Determine how many lines of the data below contain "each", then give only that number.

** Referring expression pointing data **
═══

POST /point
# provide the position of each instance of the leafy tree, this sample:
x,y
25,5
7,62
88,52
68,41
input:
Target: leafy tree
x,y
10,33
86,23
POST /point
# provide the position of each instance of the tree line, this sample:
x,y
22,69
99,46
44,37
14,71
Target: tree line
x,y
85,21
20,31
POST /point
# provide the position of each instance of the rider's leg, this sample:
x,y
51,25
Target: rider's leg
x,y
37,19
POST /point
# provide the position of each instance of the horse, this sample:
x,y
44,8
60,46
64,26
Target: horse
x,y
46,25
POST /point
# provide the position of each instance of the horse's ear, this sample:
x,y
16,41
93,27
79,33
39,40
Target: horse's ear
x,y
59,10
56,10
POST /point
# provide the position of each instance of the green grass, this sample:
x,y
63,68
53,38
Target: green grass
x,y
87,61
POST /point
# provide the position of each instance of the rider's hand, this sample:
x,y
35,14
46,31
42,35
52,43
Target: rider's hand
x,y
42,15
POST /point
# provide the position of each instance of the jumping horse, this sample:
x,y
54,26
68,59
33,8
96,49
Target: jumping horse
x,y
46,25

═══

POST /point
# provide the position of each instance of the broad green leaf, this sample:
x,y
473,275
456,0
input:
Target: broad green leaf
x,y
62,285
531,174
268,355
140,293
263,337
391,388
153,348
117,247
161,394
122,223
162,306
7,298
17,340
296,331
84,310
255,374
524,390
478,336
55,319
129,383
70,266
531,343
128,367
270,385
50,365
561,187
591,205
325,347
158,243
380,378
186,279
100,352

═══

** YOUR SOLUTION **
9